── Article ──

Les banques centrales mondiales (la Réserve fédérale américaine (Fed), la Banque centrale européenne (BCE) et la Banque du Japon (BoJ)) ont cessé leur politique d’assouplissement. Il n’y a guère de doute qu’un resserrement de la politique monétaire va s’ensuivre. Seul son rythme reste incertain. Les marchés émergents peuvent-ils prospérer dans un contexte de resserrement des conditions monétaires mondiales? Le temps des investissements dans les marchés émergents est-il révolu? Nous pensons que non.

«Les conditions monétaires mondiales
ont-elles vraiment été si accommodantes?»

Depuis la Grande Crise financière (GCF), un grand nombre de spécialistes de l’économie ont fait l’amalgame entre l’action de la banque centrale et les conditions monétaires mondiales. S’il ne fait aucun doute que les banques centrales ont assoupli de façon agressive leur politique monétaire après 2008, il est moins évident que les conditions monétaires mondiales ont en fait été accommodantes. En fait, si l’on juge les conditions monétaires mondiales en fonction de l’offre globale d’agrégats monétaires (M2), on pourrait soutenir que les conditions monétaires mondiales ont été plus serrées après la GCF qu’elles ne l’étaient auparavant. La croissance mondiale de M2 est passée de 9,5% par an entre 2005 et 2008 à 6,3% entre 2009 et 2018. En utilisant cette méthode, il n’est pas surprenant que l’inflation mondiale se soit aussi bien comportée (Graphique 1).

Si l’on se base sur le graphique 1, il semble également que les banques centrales mondiales ne devraient pas être pressées d’effectuer un resserrement monétaire (c’est indéniable étant donné la longue période pendant laquelle à la fois la Fed et la BCE n’ont pas atteint leurs objectifs en matière d’inflation). 

Cependant, même si les conditions monétaires mondiales n’ont pas été aussi accommodantes qu’on le dit, et à supposer que les banques centrales resserreront les conditions monétaires de manière plus rapide que précédemment, cela signifie-t-il que ce n’est pas le bon moment, actuellement, pour investir dans les marchés émergents (particulièrement eu égard au fait que les monnaies des EM constituent la classe d’actifs la plus sensible aux conditions monétaires mondiales)? Nous pensons qu’au contraire, les EM demeurent très attractifs.

───
── Entrées répertoriées ──

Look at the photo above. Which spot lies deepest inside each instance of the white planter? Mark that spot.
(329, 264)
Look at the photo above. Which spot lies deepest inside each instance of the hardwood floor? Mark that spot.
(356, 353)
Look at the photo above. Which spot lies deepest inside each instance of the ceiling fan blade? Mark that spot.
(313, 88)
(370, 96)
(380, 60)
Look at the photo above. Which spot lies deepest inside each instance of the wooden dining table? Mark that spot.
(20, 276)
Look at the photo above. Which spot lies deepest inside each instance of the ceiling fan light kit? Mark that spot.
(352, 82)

───
── Entrées répertoriées ──

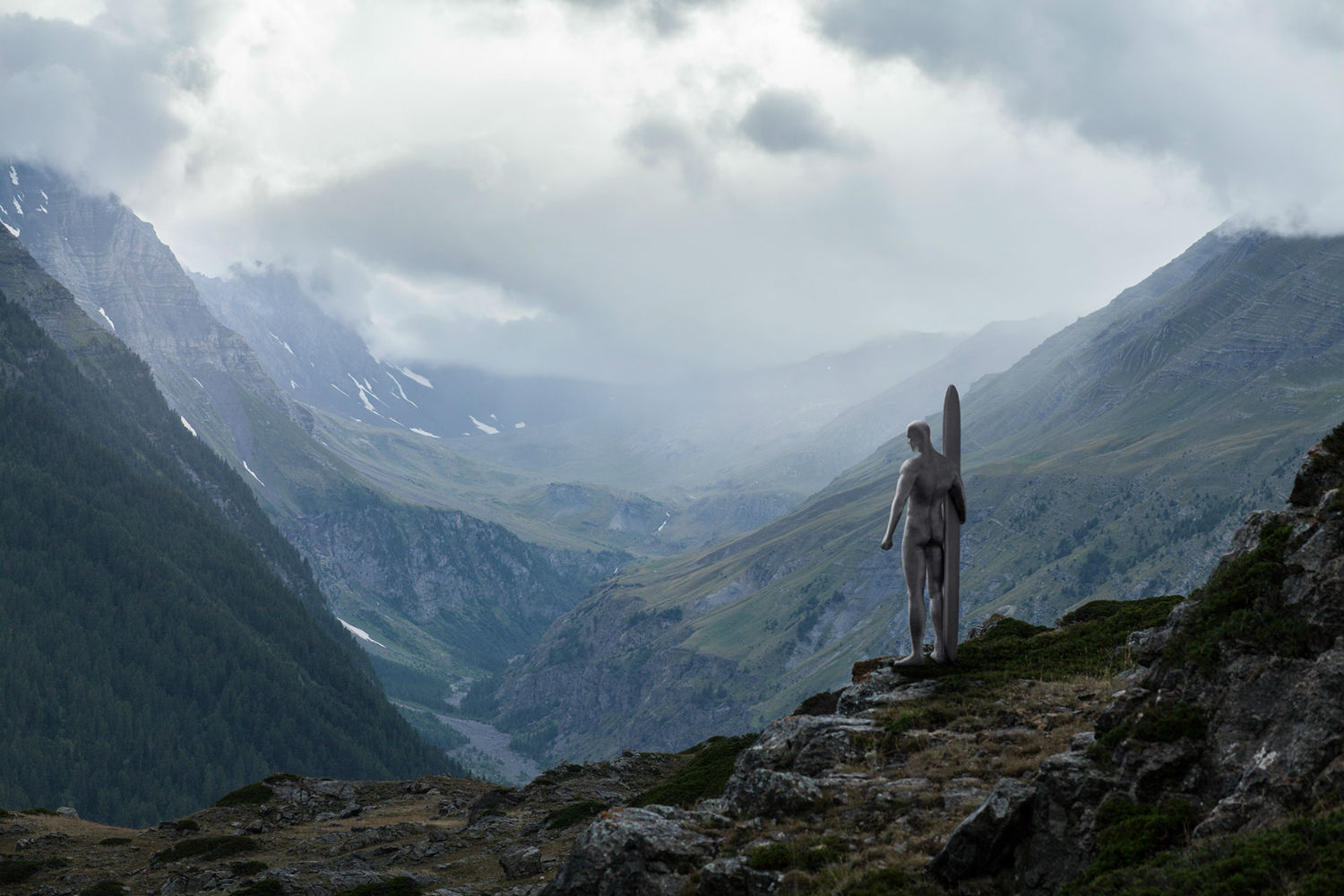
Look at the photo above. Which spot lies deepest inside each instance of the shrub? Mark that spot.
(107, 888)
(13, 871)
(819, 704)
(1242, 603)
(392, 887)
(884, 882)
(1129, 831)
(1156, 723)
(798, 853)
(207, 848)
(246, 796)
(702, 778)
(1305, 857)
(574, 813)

───

*Tâche à réaliser*
Recopiez mot pour mot le passage de l'article qui commence par « Cependant, même si » et se poursuit jusqu'à « demeurent très attractifs. ».

*Résultat de l'exercice*
Cependant, même si les conditions monétaires mondiales n’ont pas été aussi accommodantes qu’on le dit, et à supposer que les banques centrales resserreront les conditions monétaires de manière plus rapide que précédemment, cela signifie-t-il que ce n’est pas le bon moment, actuellement, pour investir dans les marchés émergents (particulièrement eu égard au fait que les monnaies des EM constituent la classe d’actifs la plus sensible aux conditions monétaires mondiales)? Nous pensons qu’au contraire, les EM demeurent très attractifs.